### Exercise inputs
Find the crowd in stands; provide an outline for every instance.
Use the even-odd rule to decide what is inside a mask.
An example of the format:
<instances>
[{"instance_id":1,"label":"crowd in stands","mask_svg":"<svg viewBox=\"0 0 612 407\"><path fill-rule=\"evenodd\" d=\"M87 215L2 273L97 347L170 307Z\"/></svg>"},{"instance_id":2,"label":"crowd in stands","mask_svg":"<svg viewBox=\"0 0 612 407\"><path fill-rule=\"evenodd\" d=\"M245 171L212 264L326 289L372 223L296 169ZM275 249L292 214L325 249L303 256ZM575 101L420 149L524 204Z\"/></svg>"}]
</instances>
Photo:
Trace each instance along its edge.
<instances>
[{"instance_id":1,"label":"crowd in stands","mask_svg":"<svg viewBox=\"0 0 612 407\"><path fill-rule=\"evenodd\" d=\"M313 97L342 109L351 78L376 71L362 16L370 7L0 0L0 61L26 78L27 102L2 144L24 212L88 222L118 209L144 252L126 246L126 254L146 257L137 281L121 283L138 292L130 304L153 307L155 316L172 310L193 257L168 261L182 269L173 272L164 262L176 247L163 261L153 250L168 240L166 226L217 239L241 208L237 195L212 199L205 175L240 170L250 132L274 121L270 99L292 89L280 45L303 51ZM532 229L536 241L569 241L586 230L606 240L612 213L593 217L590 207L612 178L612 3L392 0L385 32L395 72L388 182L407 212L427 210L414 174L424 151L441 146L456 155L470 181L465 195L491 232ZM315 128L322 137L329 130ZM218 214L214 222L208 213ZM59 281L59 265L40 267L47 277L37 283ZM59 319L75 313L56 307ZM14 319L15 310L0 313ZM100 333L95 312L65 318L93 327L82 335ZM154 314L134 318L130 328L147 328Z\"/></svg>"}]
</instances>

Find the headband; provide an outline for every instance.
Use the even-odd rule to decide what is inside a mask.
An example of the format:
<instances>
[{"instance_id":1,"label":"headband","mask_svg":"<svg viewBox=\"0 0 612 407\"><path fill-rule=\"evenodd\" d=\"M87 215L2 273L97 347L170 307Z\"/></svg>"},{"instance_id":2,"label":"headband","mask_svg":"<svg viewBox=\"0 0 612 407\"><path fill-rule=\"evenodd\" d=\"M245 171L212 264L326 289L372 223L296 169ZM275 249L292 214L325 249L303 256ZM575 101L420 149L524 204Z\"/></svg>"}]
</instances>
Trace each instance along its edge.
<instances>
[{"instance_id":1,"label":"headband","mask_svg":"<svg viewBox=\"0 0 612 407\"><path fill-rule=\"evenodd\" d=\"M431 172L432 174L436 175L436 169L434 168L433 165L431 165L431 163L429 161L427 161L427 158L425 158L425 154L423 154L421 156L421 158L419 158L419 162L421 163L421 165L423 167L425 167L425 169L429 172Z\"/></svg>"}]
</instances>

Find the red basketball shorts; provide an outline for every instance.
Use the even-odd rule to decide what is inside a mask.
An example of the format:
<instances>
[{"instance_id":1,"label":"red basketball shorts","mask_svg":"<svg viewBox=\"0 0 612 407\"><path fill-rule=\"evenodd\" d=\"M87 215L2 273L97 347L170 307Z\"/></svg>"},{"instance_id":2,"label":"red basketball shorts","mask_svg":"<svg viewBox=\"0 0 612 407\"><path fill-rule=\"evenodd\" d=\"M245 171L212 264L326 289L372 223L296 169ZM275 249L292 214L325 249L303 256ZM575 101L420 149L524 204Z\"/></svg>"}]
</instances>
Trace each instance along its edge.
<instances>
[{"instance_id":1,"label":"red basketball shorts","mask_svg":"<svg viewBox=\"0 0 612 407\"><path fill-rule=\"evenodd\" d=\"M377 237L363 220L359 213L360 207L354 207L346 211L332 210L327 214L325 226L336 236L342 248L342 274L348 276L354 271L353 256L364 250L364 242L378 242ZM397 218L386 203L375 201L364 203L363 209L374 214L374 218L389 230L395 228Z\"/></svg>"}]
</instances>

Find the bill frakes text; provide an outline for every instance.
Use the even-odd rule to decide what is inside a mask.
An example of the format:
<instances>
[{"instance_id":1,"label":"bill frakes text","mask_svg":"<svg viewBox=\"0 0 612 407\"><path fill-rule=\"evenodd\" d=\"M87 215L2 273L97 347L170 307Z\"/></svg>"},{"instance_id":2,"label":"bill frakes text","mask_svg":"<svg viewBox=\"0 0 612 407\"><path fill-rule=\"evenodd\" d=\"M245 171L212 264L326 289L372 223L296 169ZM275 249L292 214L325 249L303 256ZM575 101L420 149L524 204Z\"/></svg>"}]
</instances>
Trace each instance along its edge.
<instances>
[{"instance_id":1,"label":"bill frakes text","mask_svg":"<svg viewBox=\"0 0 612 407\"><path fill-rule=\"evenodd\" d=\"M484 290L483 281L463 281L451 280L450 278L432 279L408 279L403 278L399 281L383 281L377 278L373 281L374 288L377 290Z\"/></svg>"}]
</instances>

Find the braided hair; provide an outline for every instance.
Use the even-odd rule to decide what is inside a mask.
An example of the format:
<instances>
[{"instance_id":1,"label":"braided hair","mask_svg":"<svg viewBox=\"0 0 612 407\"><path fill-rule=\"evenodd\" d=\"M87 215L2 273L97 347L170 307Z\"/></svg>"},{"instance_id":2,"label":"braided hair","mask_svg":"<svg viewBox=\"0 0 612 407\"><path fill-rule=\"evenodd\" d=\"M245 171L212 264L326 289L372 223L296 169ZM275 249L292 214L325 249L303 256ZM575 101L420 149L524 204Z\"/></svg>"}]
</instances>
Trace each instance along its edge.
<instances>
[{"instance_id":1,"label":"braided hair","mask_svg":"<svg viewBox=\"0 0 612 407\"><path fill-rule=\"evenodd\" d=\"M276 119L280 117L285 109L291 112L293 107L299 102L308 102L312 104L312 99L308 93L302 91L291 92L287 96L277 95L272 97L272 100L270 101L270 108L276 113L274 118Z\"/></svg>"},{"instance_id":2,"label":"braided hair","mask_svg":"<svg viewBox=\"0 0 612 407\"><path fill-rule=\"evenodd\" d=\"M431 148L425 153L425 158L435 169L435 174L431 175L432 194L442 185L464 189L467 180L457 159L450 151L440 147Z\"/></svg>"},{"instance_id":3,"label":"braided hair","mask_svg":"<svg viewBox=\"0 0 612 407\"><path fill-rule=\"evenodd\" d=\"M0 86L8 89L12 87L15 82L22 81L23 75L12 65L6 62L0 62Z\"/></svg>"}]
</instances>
######
[Description of the task]
Copy the entire listing exactly. Do not skip a line.

[Completed task]
Find the crowd in stands; provide an outline for every instance.
Use the even-odd rule to decide what is inside a mask.
An example of the format:
<instances>
[{"instance_id":1,"label":"crowd in stands","mask_svg":"<svg viewBox=\"0 0 612 407\"><path fill-rule=\"evenodd\" d=\"M87 215L2 273L97 347L170 307Z\"/></svg>"},{"instance_id":2,"label":"crowd in stands","mask_svg":"<svg viewBox=\"0 0 612 407\"><path fill-rule=\"evenodd\" d=\"M245 171L212 264L326 289L372 223L296 169ZM275 249L292 214L325 249L303 256ZM575 101L420 149L524 204Z\"/></svg>"}]
</instances>
Photo:
Trace each instance along its edge.
<instances>
[{"instance_id":1,"label":"crowd in stands","mask_svg":"<svg viewBox=\"0 0 612 407\"><path fill-rule=\"evenodd\" d=\"M313 97L342 109L351 78L376 71L362 16L370 7L0 0L0 61L26 78L27 102L2 144L24 212L88 222L118 209L144 252L126 246L126 254L146 257L137 281L121 283L138 292L130 304L153 307L155 316L172 310L193 257L168 261L182 269L173 272L164 262L176 247L163 261L153 250L168 240L166 226L217 239L241 208L237 195L212 199L205 175L240 170L250 132L274 121L270 99L292 89L280 45L303 51ZM532 229L536 241L569 241L586 230L606 240L612 213L593 217L590 207L612 178L612 3L392 0L385 32L395 72L388 182L407 212L427 210L414 174L424 151L441 146L456 155L470 181L465 195L491 232ZM315 128L322 137L329 130ZM218 214L214 222L208 213ZM59 281L59 265L40 267L47 277L37 283ZM59 319L75 313L56 307ZM14 319L15 310L0 313ZM100 333L95 312L65 318L93 327L82 335ZM154 314L134 318L130 328L147 328Z\"/></svg>"}]
</instances>

Find the headband; provide an outline for every instance.
Use the even-odd rule to decide what is inside a mask.
An example of the format:
<instances>
[{"instance_id":1,"label":"headband","mask_svg":"<svg viewBox=\"0 0 612 407\"><path fill-rule=\"evenodd\" d=\"M87 215L2 273L97 347L170 307Z\"/></svg>"},{"instance_id":2,"label":"headband","mask_svg":"<svg viewBox=\"0 0 612 407\"><path fill-rule=\"evenodd\" d=\"M245 171L212 264L326 289L372 223L296 169ZM275 249L292 214L325 249L303 256ZM575 101L420 149L524 204Z\"/></svg>"}]
</instances>
Trace each instance along its edge.
<instances>
[{"instance_id":1,"label":"headband","mask_svg":"<svg viewBox=\"0 0 612 407\"><path fill-rule=\"evenodd\" d=\"M431 172L432 174L436 175L436 169L434 168L433 165L431 165L431 163L429 161L427 161L427 158L425 158L425 154L423 154L421 156L421 158L419 158L419 162L421 163L421 165L423 167L425 167L425 169L429 172Z\"/></svg>"}]
</instances>

Find the red basketball shorts; provide an outline for every instance.
Use the even-odd rule to decide what is inside a mask.
An example of the format:
<instances>
[{"instance_id":1,"label":"red basketball shorts","mask_svg":"<svg viewBox=\"0 0 612 407\"><path fill-rule=\"evenodd\" d=\"M87 215L2 273L97 347L170 307Z\"/></svg>"},{"instance_id":2,"label":"red basketball shorts","mask_svg":"<svg viewBox=\"0 0 612 407\"><path fill-rule=\"evenodd\" d=\"M245 171L212 264L326 289L372 223L296 169ZM275 249L292 214L325 249L303 256ZM575 101L420 149L524 204Z\"/></svg>"}]
</instances>
Trace each instance along its edge.
<instances>
[{"instance_id":1,"label":"red basketball shorts","mask_svg":"<svg viewBox=\"0 0 612 407\"><path fill-rule=\"evenodd\" d=\"M377 237L363 220L359 213L360 207L354 207L346 211L332 210L327 214L325 226L336 236L342 248L342 274L348 276L354 271L353 256L364 250L364 242L378 242ZM397 218L386 203L375 201L364 203L363 209L374 214L374 218L389 230L395 228Z\"/></svg>"}]
</instances>

Find the bill frakes text; provide an outline for every instance.
Use the even-odd rule to decide what is inside a mask.
An example of the format:
<instances>
[{"instance_id":1,"label":"bill frakes text","mask_svg":"<svg viewBox=\"0 0 612 407\"><path fill-rule=\"evenodd\" d=\"M87 215L2 273L97 347L170 307Z\"/></svg>"},{"instance_id":2,"label":"bill frakes text","mask_svg":"<svg viewBox=\"0 0 612 407\"><path fill-rule=\"evenodd\" d=\"M245 171L212 264L326 289L372 223L296 169ZM275 249L292 214L325 249L303 256ZM575 101L420 149L524 204Z\"/></svg>"}]
</instances>
Trace each instance along its edge.
<instances>
[{"instance_id":1,"label":"bill frakes text","mask_svg":"<svg viewBox=\"0 0 612 407\"><path fill-rule=\"evenodd\" d=\"M484 290L483 281L463 281L451 280L450 278L432 279L408 279L403 278L399 281L383 281L377 278L373 281L374 288L377 290Z\"/></svg>"}]
</instances>

Find the braided hair; provide an outline for every instance.
Use the even-odd rule to decide what is inside a mask.
An example of the format:
<instances>
[{"instance_id":1,"label":"braided hair","mask_svg":"<svg viewBox=\"0 0 612 407\"><path fill-rule=\"evenodd\" d=\"M87 215L2 273L97 347L170 307Z\"/></svg>"},{"instance_id":2,"label":"braided hair","mask_svg":"<svg viewBox=\"0 0 612 407\"><path fill-rule=\"evenodd\" d=\"M245 171L212 264L326 289L372 223L296 169ZM275 249L292 214L325 249L303 256ZM575 101L420 149L524 204Z\"/></svg>"}]
</instances>
Trace each instance along its edge.
<instances>
[{"instance_id":1,"label":"braided hair","mask_svg":"<svg viewBox=\"0 0 612 407\"><path fill-rule=\"evenodd\" d=\"M276 119L280 117L285 109L291 112L293 107L299 102L308 102L312 104L312 99L308 93L302 91L291 92L287 96L277 95L272 97L272 100L270 101L270 108L276 113L274 118Z\"/></svg>"},{"instance_id":2,"label":"braided hair","mask_svg":"<svg viewBox=\"0 0 612 407\"><path fill-rule=\"evenodd\" d=\"M431 148L425 153L425 158L435 169L435 174L431 175L432 194L442 185L464 189L467 180L457 159L450 151L440 147Z\"/></svg>"},{"instance_id":3,"label":"braided hair","mask_svg":"<svg viewBox=\"0 0 612 407\"><path fill-rule=\"evenodd\" d=\"M0 86L8 89L12 87L15 82L22 81L23 75L12 65L6 62L0 62Z\"/></svg>"}]
</instances>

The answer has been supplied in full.